Instruction> List every line of the items below that contains the word "come", matching case exactly.

━━━ Dataset records ━━━

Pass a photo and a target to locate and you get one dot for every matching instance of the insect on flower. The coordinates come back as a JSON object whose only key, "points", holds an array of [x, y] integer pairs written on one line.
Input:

━━━
━━━ Dataset records ━━━

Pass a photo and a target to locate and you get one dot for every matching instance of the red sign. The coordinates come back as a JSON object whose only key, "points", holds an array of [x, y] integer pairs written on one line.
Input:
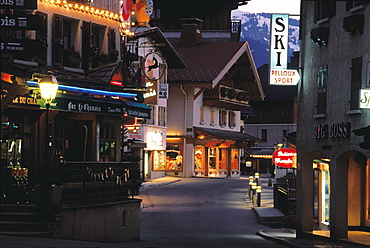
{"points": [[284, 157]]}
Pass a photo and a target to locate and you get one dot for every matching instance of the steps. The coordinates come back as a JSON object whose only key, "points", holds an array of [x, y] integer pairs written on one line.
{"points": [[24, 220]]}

━━━

Response for this exercise>
Pass a photo and a target to locate and you get one dot for every matching instance of the insect on flower. The coordinates come back as a JSON object whose only key, "points", holds an array of [x, y] integer pairs written on one line.
Pass a photo and a target to locate and you get one dot for every matching instance of the red sign. The coordinates come back as a JSON object whose only key, "points", holds an array of [x, y] integer pairs written on one line.
Pass a photo and a target to locate and you get one dot for every matching instance of the steps. The coordinates come back as a JSON object whose only key, "points", holds an array of [x, y] integer pairs written on one line.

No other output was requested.